Source text:
Nothing
#' Estimate hyperparameters using an EM algorithm
#'
#' \code{hyperEM} finds hyperparameter estimates using a variation on the
#' Expectation-Maximization (EM) algorithm known as the Expectation/Conditional
#' Maximization (ECM) algorithm (Meng et al, 1993). The algorithm estimates each
#' element of the hyperparameter vector, \eqn{\theta}, while holding fixed
#' (conditioning on) the other parameters in the vector. Alternatively, it can
#' estimate both parameters for each distribution in the mixture while holding
#' the parameters from the other distribution and the mixing fraction fixed.
#'
#' @param data A data frame from \code{\link{processRaw}} or
#' \code{\link{squashData}} containing columns named \emph{N}, \emph{E}, and
#' (if squashed) \emph{weight}.
#' @param theta_init_vec A numeric vector of initial hyperparameter guesses
#' ordered as: \eqn{\alpha_1, \beta_1, \alpha_2, \beta_2, P}.
#' @param squashed A scalar logical (\code{TRUE} or \code{FALSE}) indicating
#' whether or not data squashing was used.
#' @param zeroes A scalar logical specifying if zero counts are included.
#' @param N_star A positive scalar whole number value for the minimum count
#' size to be used for hyperparameter estimation. If zeroes are used, set
#' \code{N_star} to \code{NULL}.
#' @param method A scalar string indicating which method (i.e. score functions
#' or log-likelihood function) to use for the maximization steps. Possible
#' values are \code{"score"} and \code{"nlminb"}.
#' @param profile A scalar string indicating which method to use to optimize the
#' log-likelihood function if \code{method = "nlminb"} (ignored if
#' \code{method = "score"}). \code{profile = "parameter"} optimizes one
#' parameter (\eqn{\alpha} or \eqn{\beta}) from the log-likelihood function at
#' a time. \code{profile = "distribution"} optimizes one distribution from
#' the mixture at a time (\eqn{\alpha} and \eqn{\beta} simultaneously).
#' @param LL_tol A scalar numeric value for the tolerance used for determining
#' when the change in log-likelihood at each iteration is sufficiently small.
#' Used for convergence assessment.
#' @param consecutive A positive scalar whole number value for the number of
#' consecutive iterations the change in log-likelihood must be below
#' \code{LL_tol} in order to reach convergence. Larger values reduce the
#' chance of getting stuck in a flat region of the curve.
#' @param param_lower A scalar numeric value for the smallest acceptable value
#' for each \eqn{\alpha} and \eqn{\beta} estimate.
#' @param param_upper A scalar numeric value for the largest acceptable value
#' for each \eqn{\alpha} and \eqn{\beta} estimate.
#' @param print_level A value that determines how much information is printed
#' during execution. Possible value are \code{0} for no printing, \code{1} for
#' minimal information, and \code{2} for maximal information.
#' @param max_iter A positive scalar whole number value for the maximum number
#' of iterations to use.
#' @param conf_ints A scalar logical indicating if confidence intervals and
#' standard errors should be returned.
#' @param conf_level A scalar string for the confidence level used if confidence
#' intervals are requested.

What needs to be done:
Continue the hyperEM roxygen documentation from the point where it stops, keeping its comment format.

Provided information:
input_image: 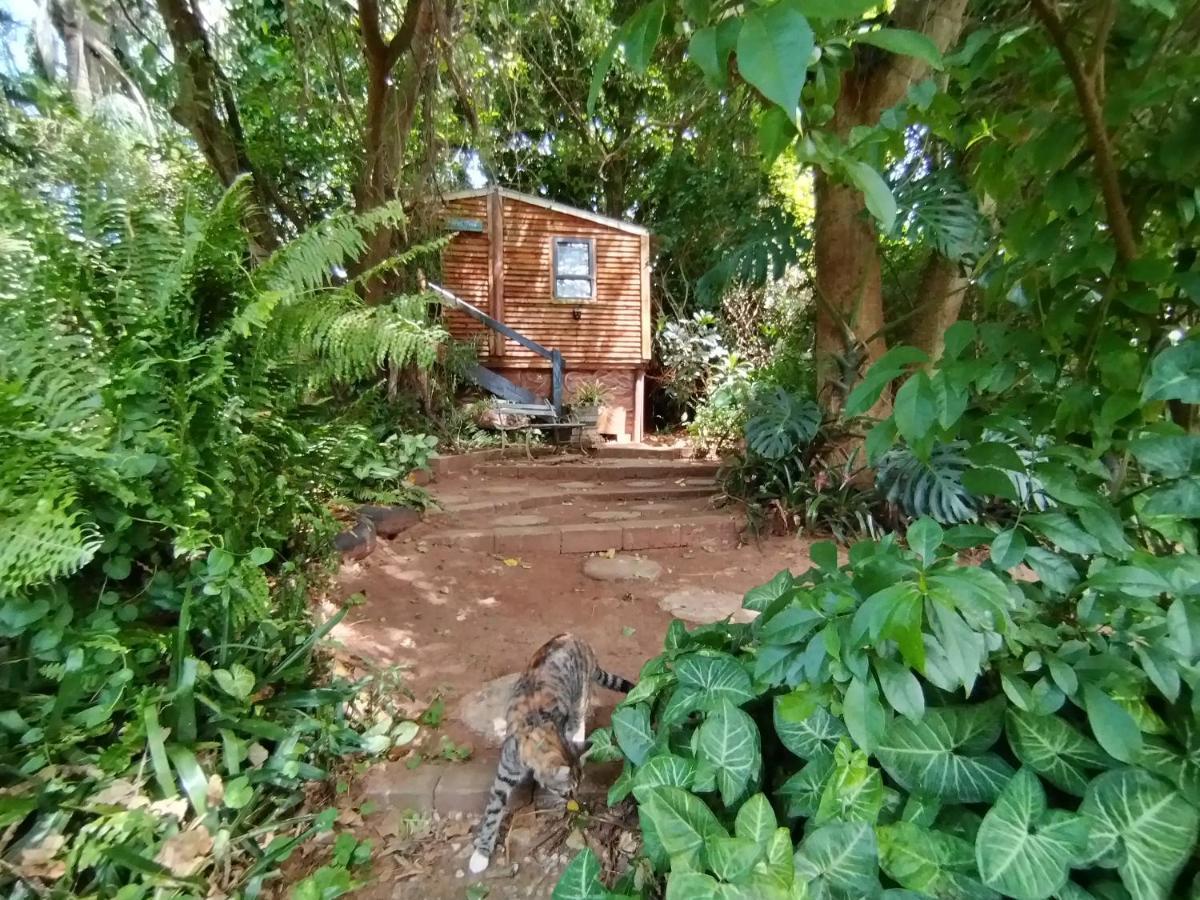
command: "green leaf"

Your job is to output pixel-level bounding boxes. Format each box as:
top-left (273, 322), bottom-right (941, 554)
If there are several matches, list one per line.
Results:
top-left (551, 850), bottom-right (608, 900)
top-left (811, 743), bottom-right (883, 824)
top-left (706, 835), bottom-right (764, 882)
top-left (893, 372), bottom-right (937, 443)
top-left (875, 822), bottom-right (997, 900)
top-left (688, 17), bottom-right (742, 88)
top-left (841, 678), bottom-right (888, 754)
top-left (1079, 768), bottom-right (1198, 900)
top-left (989, 528), bottom-right (1027, 570)
top-left (1141, 341), bottom-right (1200, 403)
top-left (874, 659), bottom-right (925, 720)
top-left (620, 0), bottom-right (666, 74)
top-left (796, 0), bottom-right (880, 22)
top-left (1022, 512), bottom-right (1100, 556)
top-left (846, 162), bottom-right (897, 232)
top-left (738, 0), bottom-right (814, 115)
top-left (792, 822), bottom-right (880, 898)
top-left (876, 698), bottom-right (1013, 803)
top-left (676, 653), bottom-right (755, 709)
top-left (905, 516), bottom-right (946, 568)
top-left (1084, 684), bottom-right (1141, 762)
top-left (634, 754), bottom-right (696, 800)
top-left (696, 702), bottom-right (762, 806)
top-left (774, 697), bottom-right (846, 760)
top-left (1025, 547), bottom-right (1079, 594)
top-left (612, 703), bottom-right (655, 766)
top-left (854, 28), bottom-right (944, 68)
top-left (742, 569), bottom-right (796, 612)
top-left (1006, 709), bottom-right (1115, 797)
top-left (641, 787), bottom-right (728, 869)
top-left (733, 793), bottom-right (778, 848)
top-left (976, 769), bottom-right (1087, 900)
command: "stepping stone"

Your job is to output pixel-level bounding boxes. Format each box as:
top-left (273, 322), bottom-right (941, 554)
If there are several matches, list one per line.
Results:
top-left (492, 516), bottom-right (550, 528)
top-left (584, 509), bottom-right (642, 522)
top-left (659, 588), bottom-right (758, 625)
top-left (455, 672), bottom-right (521, 746)
top-left (583, 557), bottom-right (662, 581)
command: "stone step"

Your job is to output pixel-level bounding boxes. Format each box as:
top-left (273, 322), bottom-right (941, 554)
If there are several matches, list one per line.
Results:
top-left (424, 515), bottom-right (742, 556)
top-left (436, 479), bottom-right (716, 521)
top-left (479, 458), bottom-right (720, 481)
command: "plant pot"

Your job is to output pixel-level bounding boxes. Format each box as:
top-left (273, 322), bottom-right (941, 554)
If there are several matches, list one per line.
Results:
top-left (571, 407), bottom-right (600, 425)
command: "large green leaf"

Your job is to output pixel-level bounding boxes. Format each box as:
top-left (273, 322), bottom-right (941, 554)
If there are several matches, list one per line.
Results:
top-left (776, 750), bottom-right (833, 818)
top-left (676, 653), bottom-right (755, 709)
top-left (634, 754), bottom-right (696, 800)
top-left (1006, 709), bottom-right (1114, 797)
top-left (696, 702), bottom-right (762, 806)
top-left (733, 793), bottom-right (778, 851)
top-left (641, 787), bottom-right (728, 869)
top-left (774, 697), bottom-right (846, 760)
top-left (738, 0), bottom-right (814, 115)
top-left (854, 28), bottom-right (943, 68)
top-left (876, 698), bottom-right (1013, 803)
top-left (976, 768), bottom-right (1087, 900)
top-left (875, 822), bottom-right (997, 900)
top-left (551, 850), bottom-right (608, 900)
top-left (612, 703), bottom-right (655, 766)
top-left (792, 822), bottom-right (880, 900)
top-left (1079, 768), bottom-right (1198, 900)
top-left (1141, 341), bottom-right (1200, 403)
top-left (812, 742), bottom-right (883, 824)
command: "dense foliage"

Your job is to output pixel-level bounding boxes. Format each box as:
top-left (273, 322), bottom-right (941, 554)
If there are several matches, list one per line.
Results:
top-left (0, 120), bottom-right (443, 896)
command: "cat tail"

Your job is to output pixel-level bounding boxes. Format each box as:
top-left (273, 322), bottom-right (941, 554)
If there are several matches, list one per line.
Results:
top-left (592, 666), bottom-right (634, 694)
top-left (468, 736), bottom-right (528, 875)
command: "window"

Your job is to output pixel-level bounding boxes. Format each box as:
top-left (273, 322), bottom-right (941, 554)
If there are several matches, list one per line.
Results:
top-left (554, 238), bottom-right (596, 300)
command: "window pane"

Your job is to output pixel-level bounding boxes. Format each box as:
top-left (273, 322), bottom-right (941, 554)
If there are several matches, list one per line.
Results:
top-left (554, 278), bottom-right (592, 300)
top-left (554, 241), bottom-right (592, 275)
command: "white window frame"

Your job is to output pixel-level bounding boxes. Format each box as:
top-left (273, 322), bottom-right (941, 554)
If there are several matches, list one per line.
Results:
top-left (550, 234), bottom-right (596, 304)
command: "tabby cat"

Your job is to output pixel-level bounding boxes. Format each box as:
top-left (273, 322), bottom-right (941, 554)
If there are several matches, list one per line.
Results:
top-left (470, 635), bottom-right (634, 874)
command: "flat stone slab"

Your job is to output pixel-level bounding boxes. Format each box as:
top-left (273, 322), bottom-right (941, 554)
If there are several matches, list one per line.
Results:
top-left (583, 557), bottom-right (662, 581)
top-left (659, 588), bottom-right (757, 625)
top-left (455, 672), bottom-right (521, 746)
top-left (492, 516), bottom-right (550, 528)
top-left (584, 509), bottom-right (642, 522)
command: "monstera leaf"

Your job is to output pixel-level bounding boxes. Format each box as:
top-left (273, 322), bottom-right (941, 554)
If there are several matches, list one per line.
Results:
top-left (876, 701), bottom-right (1013, 803)
top-left (875, 440), bottom-right (977, 524)
top-left (1006, 709), bottom-right (1114, 797)
top-left (792, 822), bottom-right (880, 900)
top-left (746, 388), bottom-right (821, 460)
top-left (1079, 768), bottom-right (1198, 900)
top-left (696, 702), bottom-right (762, 806)
top-left (976, 769), bottom-right (1087, 900)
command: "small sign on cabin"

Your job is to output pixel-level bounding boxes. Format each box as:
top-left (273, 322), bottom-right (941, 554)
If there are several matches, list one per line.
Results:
top-left (446, 218), bottom-right (484, 232)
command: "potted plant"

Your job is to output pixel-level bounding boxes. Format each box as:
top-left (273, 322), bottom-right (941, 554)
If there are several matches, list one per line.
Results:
top-left (571, 380), bottom-right (608, 425)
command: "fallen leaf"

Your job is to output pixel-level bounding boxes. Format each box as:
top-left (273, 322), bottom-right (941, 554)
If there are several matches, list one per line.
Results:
top-left (246, 740), bottom-right (271, 769)
top-left (155, 826), bottom-right (212, 878)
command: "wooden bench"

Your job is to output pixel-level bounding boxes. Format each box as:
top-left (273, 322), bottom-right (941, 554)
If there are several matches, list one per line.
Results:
top-left (492, 400), bottom-right (587, 460)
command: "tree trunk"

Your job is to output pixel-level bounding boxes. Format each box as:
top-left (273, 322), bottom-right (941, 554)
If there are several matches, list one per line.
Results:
top-left (814, 0), bottom-right (966, 415)
top-left (908, 253), bottom-right (970, 367)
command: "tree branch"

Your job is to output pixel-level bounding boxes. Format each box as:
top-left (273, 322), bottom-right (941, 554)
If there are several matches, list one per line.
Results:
top-left (1032, 0), bottom-right (1138, 264)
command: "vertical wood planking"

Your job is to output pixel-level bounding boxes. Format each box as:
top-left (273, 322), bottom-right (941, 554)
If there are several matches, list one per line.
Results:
top-left (634, 234), bottom-right (652, 362)
top-left (487, 188), bottom-right (506, 356)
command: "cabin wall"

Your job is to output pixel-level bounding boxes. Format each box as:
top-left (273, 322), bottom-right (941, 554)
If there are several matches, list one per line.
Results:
top-left (443, 196), bottom-right (650, 439)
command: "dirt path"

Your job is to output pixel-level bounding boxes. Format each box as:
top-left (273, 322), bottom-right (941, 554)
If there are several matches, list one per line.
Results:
top-left (319, 453), bottom-right (810, 900)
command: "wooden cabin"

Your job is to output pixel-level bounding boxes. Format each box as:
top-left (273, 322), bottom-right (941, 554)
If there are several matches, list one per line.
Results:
top-left (443, 187), bottom-right (652, 442)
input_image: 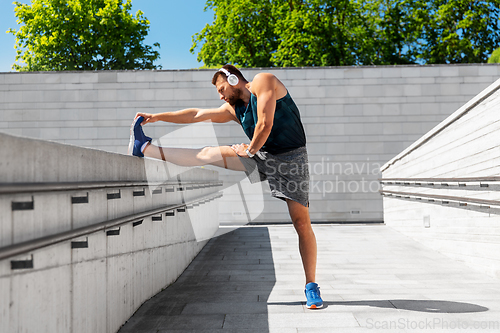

Answer to the problem:
#' @param track A scalar logical indicating whether or not to retain the
#' hyperparameter estimates and log-likelihood value at each iteration. Can be
#' used for plotting to better understand the algorithm's behavior.
#'
#' @return A list including the following:
#' \itemize{
#' \item{\emph{estimates}: }{The maximum likelihood estimate (MLE) of the
#' hyperparameter, \eqn{\theta}.}
#' \item{\emph{conf_int}: }{A data frame including the standard errors and
#' confidence limits for \code{estimates}. Only included if
#' \code{conf_ints = TRUE}.}
#' \item{\emph{maximum}: }{The log-likelihood function evaluated at
#' \code{estimates}.}
#' \item{\emph{method}: }{The method used in the maximization step.}
#' \item{\emph{elapsed}: }{The elapsed function execution time in seconds.}
#' \item{\emph{iters}: }{The number of iterations used.}
#' \item{\emph{score}: }{The score functions (i.e. score vector) evaluated
#' at \code{estimates}. All elements should be close to zero.}
#' \item{\emph{score_norm}: }{The Euclidean norm of the score vector
#' evaluated at \code{estimates}. Should be close to zero.}
#' \item{\emph{tracking}: }{The estimates of \eqn{\theta} at each iteration
#' and the log-likelihood function evaluated at those estimates. Unless
#' \code{track = TRUE}, only shows the starting point of the algorithm.}
#' }
#' @details If \code{method = "score"}, the maximization step finds a root
#' of the score function. If \code{method = "nlminb"},
#' \code{\link[stats]{nlminb}} is used to find a minimum of the negative
#' log-likelihood function.
#' @details If \code{method = "score"} and \code{zeroes = FALSE}, then
#' \code{'N_star'} must equal \code{1}.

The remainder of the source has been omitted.